▸ Data for review
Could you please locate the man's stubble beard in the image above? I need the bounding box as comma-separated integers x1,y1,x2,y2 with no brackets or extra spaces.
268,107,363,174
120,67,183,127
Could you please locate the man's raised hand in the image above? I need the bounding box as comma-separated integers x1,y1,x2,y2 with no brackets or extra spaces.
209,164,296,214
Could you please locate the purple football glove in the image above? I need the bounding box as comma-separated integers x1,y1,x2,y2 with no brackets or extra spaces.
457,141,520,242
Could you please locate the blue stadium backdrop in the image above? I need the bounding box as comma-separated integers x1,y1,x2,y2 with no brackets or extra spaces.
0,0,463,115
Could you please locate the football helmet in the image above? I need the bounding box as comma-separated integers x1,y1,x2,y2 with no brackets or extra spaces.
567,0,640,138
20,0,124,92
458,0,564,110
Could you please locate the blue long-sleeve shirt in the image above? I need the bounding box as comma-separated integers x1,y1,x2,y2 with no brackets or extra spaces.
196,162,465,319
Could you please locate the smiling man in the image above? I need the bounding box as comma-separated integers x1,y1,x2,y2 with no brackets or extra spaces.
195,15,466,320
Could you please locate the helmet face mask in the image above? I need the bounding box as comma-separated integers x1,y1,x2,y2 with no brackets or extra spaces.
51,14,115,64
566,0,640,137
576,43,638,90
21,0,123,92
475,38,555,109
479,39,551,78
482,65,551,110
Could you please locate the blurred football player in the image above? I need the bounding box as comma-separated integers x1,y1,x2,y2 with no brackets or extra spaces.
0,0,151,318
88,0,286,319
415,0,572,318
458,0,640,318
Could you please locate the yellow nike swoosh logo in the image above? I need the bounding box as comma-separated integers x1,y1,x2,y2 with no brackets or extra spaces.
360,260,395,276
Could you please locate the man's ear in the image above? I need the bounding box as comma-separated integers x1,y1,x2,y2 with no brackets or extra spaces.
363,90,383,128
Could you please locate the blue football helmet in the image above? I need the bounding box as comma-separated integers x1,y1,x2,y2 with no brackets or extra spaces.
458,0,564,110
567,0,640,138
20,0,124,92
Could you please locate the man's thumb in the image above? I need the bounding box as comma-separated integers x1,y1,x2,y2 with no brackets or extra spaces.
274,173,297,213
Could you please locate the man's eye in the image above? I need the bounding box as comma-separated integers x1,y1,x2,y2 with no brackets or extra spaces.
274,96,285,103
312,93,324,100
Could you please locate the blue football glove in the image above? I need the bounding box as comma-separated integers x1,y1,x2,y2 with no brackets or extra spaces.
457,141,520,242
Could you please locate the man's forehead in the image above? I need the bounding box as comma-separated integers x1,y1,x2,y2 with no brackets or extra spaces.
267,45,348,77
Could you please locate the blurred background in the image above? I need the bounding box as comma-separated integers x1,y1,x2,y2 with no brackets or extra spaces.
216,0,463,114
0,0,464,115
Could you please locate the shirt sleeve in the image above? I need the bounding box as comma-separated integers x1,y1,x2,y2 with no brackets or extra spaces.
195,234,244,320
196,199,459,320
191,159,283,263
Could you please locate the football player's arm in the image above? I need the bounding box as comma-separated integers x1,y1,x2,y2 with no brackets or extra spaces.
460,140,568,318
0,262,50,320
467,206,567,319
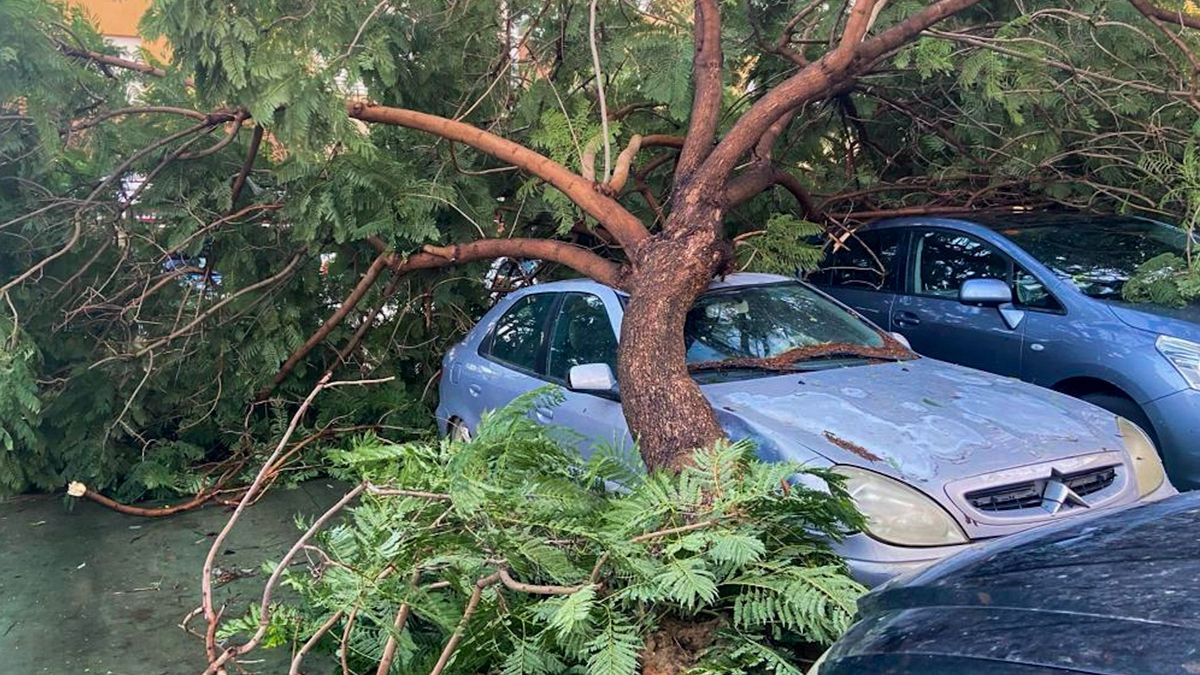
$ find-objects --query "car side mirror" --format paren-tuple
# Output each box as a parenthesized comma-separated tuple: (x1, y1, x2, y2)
(959, 278, 1012, 307)
(567, 363, 619, 399)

▸ Your task
Restate every line of the listing exactly. Pictures are not part of the copy.

▸ Solution to this problem
Could you please locate the man's stubble beard in the image above? I need the bounding box as comma-separated integers x1,y1,x2,y2 with no brackets or extra spaces.
268,107,363,174
120,67,183,127
Could you please locate the man's raised hand in the image above? I need the bounding box as comma-separated integers x1,y1,x2,y2 with no brackets or extra spaces.
209,164,296,214
Could you please locate the purple football glove in the image above? I need the bounding box as comma-separated integers x1,y1,x2,y2 with no brackets or extra spaces.
457,141,520,242
Could you please locate the blue stadium backdrop in the image above? I need the bounding box as comma-separated integers x1,y1,x2,y2 with no brackets or extra spaces.
0,0,463,115
Could you please locate the football helmet in the image above? I need the bounding box as comma-separated integers x1,y1,x2,y2 with no brackets or extra spaces.
567,0,640,138
20,0,124,92
458,0,564,110
Could you please locate the blue long-sleeve shirt in the image above? I need the bounding box as comma-separated integers x1,y1,x2,y2 with no brackets or extra spaces.
196,162,465,319
Could you please locate the smiling man in the image above? I need the bounding box as comma-separated integers x1,y1,x2,y2 with no brackets or extra spaces.
195,15,466,320
Could you please locate the helmet face mask in the image above? I need the bounding box as comma-separated integers x1,y1,x2,y2 with no brackets or extra spaces.
51,14,115,64
566,0,640,137
576,43,638,90
21,0,123,92
475,38,555,109
479,39,551,78
482,65,551,110
Could you please locate the blurred football player in the image above? I need the bounding box as comma-separated integers x1,y1,x2,y2 with no brackets or extra spaces.
0,0,151,318
88,0,286,319
415,0,572,318
458,0,640,318
Could you please locate the yellow nike swoosh logo in the image above? I need the bounding box as comma-separated integers x1,y1,x2,y2 with no brackets or extra spaces.
360,260,395,276
Could you please locate the man's ear in the image above? I need the bounding box as comma-separated integers x1,y1,x2,y2 with no brackets or extra spaces.
363,90,383,128
Could you please locate the blue football helmet in the image above? I need the bounding box as comma-separated integers x1,y1,x2,y2 with no brackets or extra spaces.
458,0,564,110
567,0,640,138
20,0,124,92
Could you please locate the man's thumb in the image above? I need the bounding box as comma-separated integers x1,y1,x2,y2 with no brackets or extra spaces.
274,173,297,213
Could you please locate the man's eye in the image above? I need the bounding box as comma-separated integers x1,y1,x2,y2 with no brackets or extra spaces.
274,96,285,103
312,93,324,100
Could you please locate the blue football glove in the image above? I need the bounding box as comma-separated integers x1,y1,x2,y2 with no brackets or extra spaces.
457,141,520,242
Could you please locate the man's forehead in the image above? I need the bounding box as comma-separated integers x1,y1,x2,y2 with no brackets or extra spaces.
267,45,348,77
Could you please locate the blurred background in the image above? I need the bounding box as comma-separated integers x1,y1,x2,y2 with no brackets or extra spaces.
216,0,463,114
0,0,464,115
Could you please locate the shirt sleeve in the image above? I need the bounding box as comma-separated integers x1,y1,x2,y2 with no brackets or extra spaces.
195,234,244,320
196,199,459,320
191,159,283,263
Could you please locate the football player's arm in the image above? I need the bounding box as comma-separated integers x1,y1,x2,y2 with no brackets or extra spaces.
460,140,568,318
0,262,50,320
467,206,567,319
$ find-objects --query "car side mirror" --format paren-tuple
# Output each box as a parenthesized comma-separated tuple: (x1, y1, x2, y2)
(959, 278, 1012, 307)
(567, 363, 619, 399)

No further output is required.